Your goal:
Starting at the line that contains "of the silver" and continuing through the final line, write out every line again, requests included. Scale each point coordinate in the answers by 1.95 and round it to a whole number, with halves going up.

-- begin Material provided --

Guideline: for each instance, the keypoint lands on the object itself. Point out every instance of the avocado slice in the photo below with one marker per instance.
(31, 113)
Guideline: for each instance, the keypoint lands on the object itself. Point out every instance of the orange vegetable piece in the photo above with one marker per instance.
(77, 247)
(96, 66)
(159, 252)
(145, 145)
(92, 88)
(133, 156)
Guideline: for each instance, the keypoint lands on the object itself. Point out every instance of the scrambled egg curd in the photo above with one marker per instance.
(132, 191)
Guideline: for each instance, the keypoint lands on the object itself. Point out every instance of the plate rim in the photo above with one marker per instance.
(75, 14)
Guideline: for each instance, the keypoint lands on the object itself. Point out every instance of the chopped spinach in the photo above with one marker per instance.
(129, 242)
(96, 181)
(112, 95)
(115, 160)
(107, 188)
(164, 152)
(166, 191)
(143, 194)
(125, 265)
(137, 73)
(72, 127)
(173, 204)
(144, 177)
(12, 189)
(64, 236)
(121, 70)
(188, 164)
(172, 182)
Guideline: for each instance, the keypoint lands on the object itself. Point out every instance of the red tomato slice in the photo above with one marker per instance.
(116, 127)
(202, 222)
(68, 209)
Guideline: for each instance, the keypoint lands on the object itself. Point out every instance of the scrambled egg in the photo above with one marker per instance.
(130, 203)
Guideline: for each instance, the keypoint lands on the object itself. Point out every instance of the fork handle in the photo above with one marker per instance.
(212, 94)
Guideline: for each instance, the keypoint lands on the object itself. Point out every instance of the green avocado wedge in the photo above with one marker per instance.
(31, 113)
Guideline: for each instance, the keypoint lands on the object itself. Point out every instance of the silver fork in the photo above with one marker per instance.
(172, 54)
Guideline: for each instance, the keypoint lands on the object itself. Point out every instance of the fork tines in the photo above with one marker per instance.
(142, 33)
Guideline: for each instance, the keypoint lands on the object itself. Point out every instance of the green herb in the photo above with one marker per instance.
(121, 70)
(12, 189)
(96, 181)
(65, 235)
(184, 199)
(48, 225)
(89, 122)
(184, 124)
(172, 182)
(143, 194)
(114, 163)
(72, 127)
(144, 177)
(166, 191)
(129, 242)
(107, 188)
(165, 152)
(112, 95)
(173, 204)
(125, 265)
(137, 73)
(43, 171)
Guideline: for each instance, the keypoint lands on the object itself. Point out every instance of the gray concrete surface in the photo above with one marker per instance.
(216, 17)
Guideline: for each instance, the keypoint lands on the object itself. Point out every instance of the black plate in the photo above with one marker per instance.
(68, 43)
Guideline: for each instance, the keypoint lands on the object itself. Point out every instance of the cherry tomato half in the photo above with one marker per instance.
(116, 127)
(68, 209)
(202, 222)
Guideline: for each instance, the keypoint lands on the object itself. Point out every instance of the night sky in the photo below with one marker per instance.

-- end Material provided --

Full output:
Guideline: for each instance, the keypoint lands on the object itself. Point out every instance of the silver fork in the photo above with one marker per instance.
(335, 105)
Guideline: for each instance, the keypoint lands on the object itself. Point out every instance of the fork tines in the photo above with one marker per instance.
(277, 64)
Guideline: for each instance, the keypoint lands on the object itself. Point out every instance of the green herb in the photo above with one marker per instance.
(236, 137)
(23, 369)
(187, 353)
(127, 458)
(359, 388)
(94, 439)
(174, 238)
(359, 242)
(335, 355)
(279, 378)
(222, 318)
(140, 248)
(281, 345)
(324, 372)
(252, 472)
(209, 367)
(322, 296)
(218, 185)
(337, 398)
(244, 517)
(267, 142)
(84, 333)
Guideline: for each instance, the keypoint lands on the object itself. Point out every instance of the gray concrete surface in the photo above with one marker per instance.
(421, 33)
Guideline: for each instance, the keypoint lands on the object itself. Point out every instance of the black plate in the photo above with one marker per instance.
(133, 84)
Guideline: for each instance, the keypoint lands on the object itself. Point out every instance of the cherry tomato half in the photo above with one marker per instance.
(226, 248)
(133, 408)
(394, 433)
Guideline: for each instance, the keypoint lands on the object itself. Point out every instance of the night sky in the photo below with one marker per instance.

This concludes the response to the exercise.